### PROBLEM TO WORK ON
Starting at the line that holds "the yellow sock", set down each line through the end of the listing, exactly as written and with nothing added.

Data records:
◇ ◇ ◇
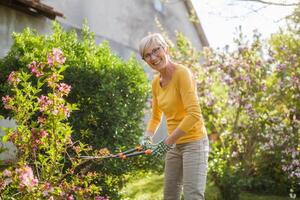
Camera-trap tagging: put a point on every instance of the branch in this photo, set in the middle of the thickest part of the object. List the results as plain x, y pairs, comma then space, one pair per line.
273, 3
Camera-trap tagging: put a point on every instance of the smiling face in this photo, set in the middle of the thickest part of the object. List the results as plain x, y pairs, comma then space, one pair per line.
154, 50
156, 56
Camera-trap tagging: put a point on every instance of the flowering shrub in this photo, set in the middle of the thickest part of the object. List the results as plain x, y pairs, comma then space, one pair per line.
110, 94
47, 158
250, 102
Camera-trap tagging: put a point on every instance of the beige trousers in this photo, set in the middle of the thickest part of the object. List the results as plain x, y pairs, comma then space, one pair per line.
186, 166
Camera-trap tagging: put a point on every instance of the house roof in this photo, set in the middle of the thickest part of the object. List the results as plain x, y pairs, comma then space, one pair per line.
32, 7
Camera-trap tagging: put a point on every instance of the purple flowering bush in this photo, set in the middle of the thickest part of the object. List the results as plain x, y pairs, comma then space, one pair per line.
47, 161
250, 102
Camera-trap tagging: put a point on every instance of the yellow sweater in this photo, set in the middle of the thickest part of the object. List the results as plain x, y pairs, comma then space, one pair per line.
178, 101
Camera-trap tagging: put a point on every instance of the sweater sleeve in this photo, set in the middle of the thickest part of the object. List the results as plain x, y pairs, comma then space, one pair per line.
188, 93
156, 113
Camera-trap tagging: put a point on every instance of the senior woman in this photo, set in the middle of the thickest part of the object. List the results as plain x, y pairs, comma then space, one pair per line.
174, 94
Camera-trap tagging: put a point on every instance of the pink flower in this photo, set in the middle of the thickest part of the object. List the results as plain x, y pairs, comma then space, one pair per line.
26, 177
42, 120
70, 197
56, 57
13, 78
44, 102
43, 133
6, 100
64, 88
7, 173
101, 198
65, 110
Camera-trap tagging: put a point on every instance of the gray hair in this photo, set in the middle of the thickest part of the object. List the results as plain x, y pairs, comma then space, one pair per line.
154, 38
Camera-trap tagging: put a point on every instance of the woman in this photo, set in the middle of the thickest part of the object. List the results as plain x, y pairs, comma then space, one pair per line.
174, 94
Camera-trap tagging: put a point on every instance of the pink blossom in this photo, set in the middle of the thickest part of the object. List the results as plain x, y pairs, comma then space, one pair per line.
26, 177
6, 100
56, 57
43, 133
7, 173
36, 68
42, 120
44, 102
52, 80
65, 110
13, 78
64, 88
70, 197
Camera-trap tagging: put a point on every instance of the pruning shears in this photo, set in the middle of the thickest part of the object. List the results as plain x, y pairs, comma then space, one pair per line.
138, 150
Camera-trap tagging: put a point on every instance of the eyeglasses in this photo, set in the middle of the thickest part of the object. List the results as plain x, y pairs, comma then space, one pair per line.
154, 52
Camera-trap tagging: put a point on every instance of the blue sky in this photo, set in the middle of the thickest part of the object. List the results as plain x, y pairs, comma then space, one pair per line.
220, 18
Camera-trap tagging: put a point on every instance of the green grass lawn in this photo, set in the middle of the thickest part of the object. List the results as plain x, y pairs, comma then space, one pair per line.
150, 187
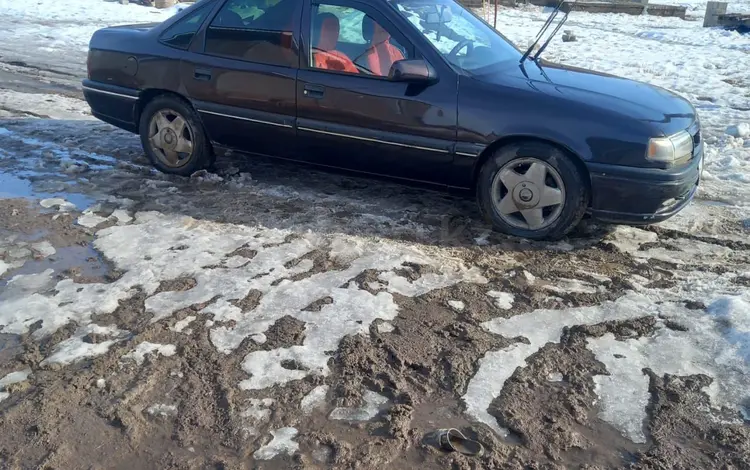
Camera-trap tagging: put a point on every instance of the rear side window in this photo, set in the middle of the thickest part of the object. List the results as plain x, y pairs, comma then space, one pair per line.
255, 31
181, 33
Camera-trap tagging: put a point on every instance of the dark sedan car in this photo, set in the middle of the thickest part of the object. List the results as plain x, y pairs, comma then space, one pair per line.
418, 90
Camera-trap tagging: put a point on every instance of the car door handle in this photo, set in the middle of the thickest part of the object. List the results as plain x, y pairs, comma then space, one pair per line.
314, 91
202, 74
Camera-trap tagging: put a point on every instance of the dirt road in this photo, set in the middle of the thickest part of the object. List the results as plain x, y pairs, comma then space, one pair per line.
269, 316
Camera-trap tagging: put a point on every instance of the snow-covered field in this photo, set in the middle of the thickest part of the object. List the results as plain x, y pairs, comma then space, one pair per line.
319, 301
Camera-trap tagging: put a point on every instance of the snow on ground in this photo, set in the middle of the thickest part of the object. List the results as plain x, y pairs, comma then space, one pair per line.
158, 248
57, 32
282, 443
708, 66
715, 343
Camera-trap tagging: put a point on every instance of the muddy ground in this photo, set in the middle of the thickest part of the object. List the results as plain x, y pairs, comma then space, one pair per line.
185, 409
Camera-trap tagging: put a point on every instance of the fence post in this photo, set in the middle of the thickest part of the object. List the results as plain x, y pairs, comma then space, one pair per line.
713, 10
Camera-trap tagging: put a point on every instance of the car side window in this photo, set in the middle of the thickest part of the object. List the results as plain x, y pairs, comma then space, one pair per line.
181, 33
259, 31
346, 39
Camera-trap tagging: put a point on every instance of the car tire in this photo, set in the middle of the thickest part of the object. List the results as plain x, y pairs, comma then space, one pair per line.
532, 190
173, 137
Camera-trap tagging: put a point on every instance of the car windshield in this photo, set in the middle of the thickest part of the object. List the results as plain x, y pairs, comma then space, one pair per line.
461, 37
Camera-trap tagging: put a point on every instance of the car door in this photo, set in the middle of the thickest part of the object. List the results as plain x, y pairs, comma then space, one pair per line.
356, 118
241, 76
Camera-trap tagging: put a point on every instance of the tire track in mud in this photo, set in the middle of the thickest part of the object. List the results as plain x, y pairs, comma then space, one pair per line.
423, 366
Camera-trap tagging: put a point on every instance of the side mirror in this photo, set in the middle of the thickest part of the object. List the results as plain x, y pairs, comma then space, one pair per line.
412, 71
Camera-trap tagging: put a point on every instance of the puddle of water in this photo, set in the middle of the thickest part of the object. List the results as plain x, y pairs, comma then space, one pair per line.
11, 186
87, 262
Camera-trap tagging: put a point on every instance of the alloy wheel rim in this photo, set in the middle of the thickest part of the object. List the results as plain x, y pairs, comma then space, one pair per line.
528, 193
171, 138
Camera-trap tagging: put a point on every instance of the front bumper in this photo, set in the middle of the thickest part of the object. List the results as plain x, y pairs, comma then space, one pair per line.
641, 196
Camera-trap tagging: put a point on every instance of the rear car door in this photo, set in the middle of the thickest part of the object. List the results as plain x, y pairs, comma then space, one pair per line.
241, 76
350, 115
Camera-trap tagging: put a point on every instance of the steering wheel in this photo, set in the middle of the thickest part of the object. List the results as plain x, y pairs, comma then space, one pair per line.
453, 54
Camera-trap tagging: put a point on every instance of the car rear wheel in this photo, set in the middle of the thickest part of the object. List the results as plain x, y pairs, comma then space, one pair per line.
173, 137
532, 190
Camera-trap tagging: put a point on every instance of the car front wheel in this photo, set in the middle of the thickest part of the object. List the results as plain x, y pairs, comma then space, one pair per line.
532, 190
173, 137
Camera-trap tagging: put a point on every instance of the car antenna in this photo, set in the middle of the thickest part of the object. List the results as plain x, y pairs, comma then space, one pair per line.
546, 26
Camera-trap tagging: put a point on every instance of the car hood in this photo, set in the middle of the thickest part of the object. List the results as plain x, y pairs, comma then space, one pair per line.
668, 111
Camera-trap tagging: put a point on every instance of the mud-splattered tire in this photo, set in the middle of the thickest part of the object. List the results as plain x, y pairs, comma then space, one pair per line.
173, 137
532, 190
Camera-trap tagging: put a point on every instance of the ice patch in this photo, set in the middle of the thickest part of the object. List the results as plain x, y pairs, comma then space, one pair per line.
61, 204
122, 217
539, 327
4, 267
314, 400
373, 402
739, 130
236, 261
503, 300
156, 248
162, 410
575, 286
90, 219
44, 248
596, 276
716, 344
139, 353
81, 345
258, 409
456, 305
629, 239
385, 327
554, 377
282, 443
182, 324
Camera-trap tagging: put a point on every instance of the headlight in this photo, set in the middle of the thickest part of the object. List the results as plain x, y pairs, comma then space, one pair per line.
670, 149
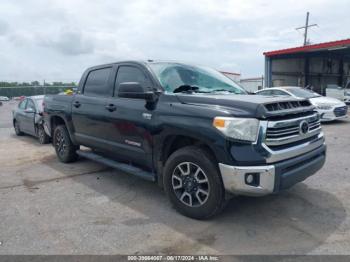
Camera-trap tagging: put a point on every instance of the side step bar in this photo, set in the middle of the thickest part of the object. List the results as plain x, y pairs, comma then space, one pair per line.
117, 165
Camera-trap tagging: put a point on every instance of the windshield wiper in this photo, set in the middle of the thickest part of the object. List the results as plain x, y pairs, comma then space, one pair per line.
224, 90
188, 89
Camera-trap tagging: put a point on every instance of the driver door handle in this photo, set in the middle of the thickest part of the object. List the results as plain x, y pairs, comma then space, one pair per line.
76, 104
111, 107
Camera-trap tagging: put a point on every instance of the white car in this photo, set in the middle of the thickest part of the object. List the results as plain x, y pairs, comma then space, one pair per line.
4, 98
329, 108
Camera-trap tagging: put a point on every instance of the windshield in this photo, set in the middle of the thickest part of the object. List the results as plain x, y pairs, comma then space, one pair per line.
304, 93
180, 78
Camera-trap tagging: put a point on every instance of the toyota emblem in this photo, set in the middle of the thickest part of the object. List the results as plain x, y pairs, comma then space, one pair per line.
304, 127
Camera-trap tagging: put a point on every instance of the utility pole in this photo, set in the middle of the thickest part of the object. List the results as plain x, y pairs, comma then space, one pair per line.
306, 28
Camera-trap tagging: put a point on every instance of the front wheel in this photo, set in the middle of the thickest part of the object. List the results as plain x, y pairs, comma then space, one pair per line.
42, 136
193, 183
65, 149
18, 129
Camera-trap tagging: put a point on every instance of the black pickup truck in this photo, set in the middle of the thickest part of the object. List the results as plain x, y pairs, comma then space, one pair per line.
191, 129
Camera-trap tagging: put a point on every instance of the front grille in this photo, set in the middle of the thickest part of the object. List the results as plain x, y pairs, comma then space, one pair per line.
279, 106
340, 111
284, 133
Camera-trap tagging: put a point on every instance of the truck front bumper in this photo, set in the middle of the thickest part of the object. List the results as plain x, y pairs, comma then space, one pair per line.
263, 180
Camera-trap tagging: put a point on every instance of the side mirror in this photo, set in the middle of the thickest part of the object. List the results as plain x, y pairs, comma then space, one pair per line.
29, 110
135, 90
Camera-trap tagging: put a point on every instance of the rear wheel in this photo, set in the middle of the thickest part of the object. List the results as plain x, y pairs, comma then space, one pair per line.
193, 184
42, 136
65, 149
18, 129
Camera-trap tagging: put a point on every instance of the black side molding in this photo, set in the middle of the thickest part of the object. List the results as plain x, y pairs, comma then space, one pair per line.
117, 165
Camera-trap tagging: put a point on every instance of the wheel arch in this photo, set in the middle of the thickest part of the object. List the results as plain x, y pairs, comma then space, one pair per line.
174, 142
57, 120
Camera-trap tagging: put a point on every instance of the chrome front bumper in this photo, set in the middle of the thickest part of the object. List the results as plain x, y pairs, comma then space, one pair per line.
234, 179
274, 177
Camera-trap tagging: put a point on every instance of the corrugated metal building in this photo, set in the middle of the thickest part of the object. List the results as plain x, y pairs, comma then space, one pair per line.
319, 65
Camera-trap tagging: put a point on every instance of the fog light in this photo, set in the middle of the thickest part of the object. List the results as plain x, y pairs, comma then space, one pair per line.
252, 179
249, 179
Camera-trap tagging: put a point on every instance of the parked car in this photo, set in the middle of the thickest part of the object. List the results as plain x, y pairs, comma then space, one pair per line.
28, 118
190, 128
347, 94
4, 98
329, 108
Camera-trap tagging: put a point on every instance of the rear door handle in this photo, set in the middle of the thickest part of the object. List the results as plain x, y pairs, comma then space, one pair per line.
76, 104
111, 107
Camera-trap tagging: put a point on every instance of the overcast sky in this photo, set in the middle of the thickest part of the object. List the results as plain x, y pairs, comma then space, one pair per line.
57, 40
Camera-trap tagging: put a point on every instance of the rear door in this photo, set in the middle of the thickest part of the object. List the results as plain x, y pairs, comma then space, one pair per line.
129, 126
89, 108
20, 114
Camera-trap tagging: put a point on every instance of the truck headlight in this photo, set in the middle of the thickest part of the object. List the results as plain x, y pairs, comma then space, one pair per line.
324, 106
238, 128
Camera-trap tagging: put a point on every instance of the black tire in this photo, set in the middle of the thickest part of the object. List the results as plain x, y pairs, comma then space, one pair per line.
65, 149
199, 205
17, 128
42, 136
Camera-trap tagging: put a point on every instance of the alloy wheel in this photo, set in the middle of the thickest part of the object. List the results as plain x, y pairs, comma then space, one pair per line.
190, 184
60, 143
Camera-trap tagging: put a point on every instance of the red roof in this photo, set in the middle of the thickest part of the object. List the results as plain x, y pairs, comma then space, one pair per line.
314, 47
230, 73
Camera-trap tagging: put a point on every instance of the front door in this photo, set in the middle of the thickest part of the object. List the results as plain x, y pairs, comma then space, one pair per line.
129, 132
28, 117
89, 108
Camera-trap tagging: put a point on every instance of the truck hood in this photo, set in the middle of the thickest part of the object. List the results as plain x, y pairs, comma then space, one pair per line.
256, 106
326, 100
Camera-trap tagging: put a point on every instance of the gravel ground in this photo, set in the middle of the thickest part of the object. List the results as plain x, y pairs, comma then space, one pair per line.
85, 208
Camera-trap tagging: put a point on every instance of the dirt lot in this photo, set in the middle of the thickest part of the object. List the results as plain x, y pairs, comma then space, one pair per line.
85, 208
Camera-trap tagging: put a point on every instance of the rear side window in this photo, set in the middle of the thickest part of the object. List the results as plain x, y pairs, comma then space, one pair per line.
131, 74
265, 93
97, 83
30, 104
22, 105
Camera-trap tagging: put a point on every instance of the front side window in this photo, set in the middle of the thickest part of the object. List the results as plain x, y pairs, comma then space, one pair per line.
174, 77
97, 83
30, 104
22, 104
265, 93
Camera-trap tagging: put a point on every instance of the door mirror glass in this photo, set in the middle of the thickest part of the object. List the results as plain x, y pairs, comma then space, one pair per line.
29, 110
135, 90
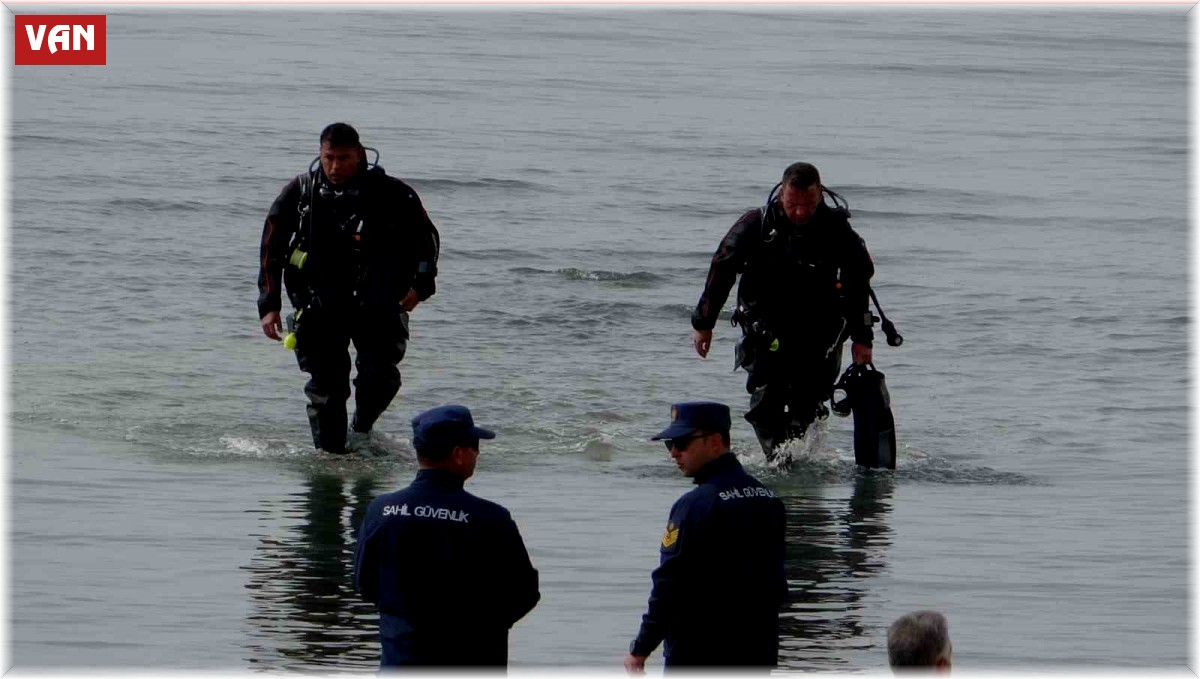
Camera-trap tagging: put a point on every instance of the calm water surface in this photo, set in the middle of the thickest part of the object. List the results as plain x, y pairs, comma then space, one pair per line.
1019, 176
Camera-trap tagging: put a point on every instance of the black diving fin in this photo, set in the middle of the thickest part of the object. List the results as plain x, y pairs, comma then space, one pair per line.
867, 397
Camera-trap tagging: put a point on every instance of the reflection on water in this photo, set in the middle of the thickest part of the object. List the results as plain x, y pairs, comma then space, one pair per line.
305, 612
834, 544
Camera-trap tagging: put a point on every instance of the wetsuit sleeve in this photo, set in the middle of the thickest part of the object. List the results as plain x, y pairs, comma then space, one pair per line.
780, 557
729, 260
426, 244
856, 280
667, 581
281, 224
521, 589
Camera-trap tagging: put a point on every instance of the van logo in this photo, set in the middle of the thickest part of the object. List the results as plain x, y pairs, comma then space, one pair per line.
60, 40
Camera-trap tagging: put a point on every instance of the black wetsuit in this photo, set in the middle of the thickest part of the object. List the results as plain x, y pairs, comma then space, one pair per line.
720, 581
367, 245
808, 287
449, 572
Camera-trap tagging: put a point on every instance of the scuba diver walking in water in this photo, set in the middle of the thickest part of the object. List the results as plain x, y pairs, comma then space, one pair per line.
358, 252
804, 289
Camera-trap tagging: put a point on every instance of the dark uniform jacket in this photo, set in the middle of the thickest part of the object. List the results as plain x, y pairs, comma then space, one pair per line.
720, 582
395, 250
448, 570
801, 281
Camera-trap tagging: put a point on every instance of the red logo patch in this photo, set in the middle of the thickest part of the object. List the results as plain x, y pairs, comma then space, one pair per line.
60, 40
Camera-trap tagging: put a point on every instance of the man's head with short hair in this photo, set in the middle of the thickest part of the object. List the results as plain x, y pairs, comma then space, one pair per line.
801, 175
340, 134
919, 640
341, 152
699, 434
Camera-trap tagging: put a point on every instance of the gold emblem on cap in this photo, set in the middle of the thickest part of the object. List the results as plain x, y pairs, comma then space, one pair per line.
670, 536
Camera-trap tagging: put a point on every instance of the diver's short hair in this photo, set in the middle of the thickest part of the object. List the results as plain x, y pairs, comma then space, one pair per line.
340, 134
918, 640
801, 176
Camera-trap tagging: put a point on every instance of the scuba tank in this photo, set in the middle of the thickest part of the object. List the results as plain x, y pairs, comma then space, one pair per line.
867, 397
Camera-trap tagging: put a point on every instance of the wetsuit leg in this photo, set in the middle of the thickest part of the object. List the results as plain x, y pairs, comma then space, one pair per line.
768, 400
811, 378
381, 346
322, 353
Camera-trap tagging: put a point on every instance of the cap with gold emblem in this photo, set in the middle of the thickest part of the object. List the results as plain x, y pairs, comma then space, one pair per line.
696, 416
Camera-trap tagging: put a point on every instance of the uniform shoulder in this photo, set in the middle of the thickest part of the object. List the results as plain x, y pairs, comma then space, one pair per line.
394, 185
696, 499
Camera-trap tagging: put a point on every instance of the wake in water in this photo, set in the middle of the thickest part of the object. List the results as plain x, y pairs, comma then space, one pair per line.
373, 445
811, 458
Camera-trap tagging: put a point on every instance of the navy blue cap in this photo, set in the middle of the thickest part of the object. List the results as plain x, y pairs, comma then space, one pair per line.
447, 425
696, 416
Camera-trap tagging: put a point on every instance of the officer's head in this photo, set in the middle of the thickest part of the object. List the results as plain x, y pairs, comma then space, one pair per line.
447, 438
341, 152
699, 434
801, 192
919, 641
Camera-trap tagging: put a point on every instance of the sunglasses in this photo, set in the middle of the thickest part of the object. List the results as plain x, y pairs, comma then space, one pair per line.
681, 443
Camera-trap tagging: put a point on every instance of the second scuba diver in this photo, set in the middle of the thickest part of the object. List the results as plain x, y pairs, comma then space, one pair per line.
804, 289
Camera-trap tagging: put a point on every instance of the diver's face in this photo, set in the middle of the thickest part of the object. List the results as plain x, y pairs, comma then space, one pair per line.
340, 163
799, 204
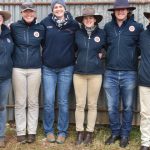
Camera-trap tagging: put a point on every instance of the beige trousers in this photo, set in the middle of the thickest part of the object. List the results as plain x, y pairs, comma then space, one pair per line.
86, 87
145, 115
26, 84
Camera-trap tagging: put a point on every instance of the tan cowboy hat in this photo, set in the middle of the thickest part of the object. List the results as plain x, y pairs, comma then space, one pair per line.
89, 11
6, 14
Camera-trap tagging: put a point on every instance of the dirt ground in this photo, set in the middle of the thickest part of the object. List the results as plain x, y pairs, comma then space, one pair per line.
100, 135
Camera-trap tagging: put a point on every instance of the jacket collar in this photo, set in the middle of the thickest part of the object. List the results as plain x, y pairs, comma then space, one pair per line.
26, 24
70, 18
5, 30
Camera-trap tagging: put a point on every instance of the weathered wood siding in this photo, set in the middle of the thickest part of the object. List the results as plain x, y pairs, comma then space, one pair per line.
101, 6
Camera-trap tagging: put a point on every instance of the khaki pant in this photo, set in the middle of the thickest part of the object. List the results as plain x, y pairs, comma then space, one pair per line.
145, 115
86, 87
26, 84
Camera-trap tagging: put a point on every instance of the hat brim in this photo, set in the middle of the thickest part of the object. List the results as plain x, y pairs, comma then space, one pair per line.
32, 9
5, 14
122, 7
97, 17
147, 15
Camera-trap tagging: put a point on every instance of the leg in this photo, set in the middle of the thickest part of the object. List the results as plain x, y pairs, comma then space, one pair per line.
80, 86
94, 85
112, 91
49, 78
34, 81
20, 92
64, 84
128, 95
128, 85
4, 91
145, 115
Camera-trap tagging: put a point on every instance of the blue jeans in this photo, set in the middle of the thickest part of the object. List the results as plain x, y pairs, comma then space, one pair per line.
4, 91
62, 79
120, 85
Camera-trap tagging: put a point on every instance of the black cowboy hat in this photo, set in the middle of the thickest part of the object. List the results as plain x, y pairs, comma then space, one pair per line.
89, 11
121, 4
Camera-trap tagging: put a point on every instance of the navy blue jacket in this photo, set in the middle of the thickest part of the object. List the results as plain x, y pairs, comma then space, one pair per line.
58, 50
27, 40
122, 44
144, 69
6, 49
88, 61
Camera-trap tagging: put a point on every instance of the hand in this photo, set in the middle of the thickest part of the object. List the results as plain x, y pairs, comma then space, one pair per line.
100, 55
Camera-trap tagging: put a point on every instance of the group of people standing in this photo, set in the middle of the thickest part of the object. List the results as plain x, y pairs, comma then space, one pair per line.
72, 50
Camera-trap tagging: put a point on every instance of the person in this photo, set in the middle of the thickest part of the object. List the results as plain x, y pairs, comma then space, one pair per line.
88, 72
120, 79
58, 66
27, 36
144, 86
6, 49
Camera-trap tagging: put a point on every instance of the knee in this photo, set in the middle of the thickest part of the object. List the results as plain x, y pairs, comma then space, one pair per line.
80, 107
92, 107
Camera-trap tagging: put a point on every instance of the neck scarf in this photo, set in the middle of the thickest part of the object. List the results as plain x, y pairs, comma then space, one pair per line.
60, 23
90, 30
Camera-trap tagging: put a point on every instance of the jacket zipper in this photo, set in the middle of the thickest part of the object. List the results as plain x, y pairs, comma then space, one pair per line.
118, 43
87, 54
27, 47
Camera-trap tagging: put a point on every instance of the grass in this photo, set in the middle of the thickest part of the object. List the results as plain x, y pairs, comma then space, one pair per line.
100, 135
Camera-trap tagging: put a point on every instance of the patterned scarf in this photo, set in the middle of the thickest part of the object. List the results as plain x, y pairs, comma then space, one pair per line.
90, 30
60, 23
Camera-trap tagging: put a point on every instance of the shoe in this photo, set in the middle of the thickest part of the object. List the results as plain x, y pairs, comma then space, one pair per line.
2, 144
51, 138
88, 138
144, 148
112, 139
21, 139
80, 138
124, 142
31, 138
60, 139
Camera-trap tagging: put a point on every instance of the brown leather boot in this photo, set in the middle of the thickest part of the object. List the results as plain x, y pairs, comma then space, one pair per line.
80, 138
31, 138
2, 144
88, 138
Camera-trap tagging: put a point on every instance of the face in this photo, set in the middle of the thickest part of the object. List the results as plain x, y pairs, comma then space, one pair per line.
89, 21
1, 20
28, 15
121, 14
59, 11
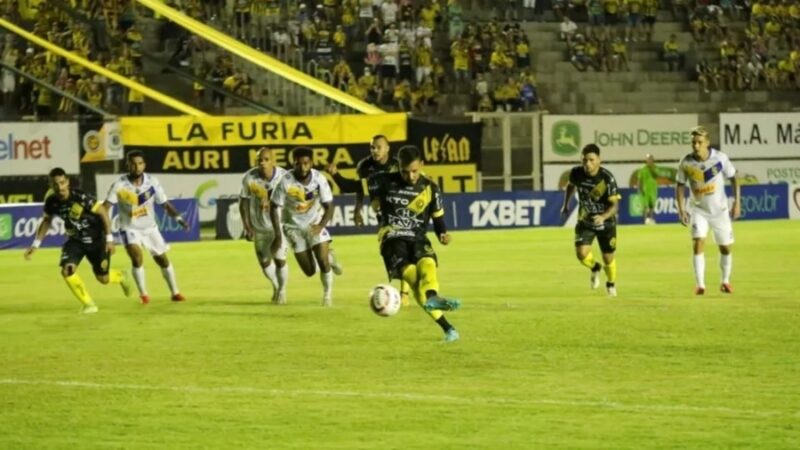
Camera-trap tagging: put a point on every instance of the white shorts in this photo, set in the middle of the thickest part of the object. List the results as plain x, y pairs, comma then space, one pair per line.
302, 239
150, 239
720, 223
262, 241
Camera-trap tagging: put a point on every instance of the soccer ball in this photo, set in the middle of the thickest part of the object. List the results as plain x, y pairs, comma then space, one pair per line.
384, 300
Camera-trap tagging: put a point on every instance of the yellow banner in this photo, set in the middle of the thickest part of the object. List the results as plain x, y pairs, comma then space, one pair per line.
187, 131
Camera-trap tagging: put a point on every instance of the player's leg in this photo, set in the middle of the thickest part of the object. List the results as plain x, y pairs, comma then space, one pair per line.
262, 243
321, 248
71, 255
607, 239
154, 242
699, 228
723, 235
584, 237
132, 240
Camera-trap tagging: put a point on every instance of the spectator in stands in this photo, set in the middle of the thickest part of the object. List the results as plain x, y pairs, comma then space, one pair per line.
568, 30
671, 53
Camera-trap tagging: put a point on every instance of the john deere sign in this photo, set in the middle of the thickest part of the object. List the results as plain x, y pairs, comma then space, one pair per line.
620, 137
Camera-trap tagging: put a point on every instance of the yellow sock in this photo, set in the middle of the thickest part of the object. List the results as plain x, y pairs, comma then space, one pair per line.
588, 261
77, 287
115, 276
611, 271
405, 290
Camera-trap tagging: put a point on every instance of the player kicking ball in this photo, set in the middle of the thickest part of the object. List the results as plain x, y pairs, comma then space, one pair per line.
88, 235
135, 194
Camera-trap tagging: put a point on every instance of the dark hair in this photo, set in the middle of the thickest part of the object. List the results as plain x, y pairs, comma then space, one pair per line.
◇ ◇ ◇
### FULL ANSWER
Camera-trap tagging: put a point on every instance of the yellow sock in this photo, set in the middle of the thickest part of the object. List the results as plain x, y pairs, comma then space, one pair per line.
588, 261
77, 287
115, 276
611, 271
405, 290
Camera-trap tagging: put a point on every instance of the player kicking ball in this photo, set in the middle of the thickest part of the object. List the results as plain x, y pairs, comma then space, one pair per line.
88, 235
135, 194
Camera-trap tagging: put a point on every instance of the dark hair in this photo, set in the middle of the thickest part of the object. List the results as plain x, y pairs, comma then space, one pair per line.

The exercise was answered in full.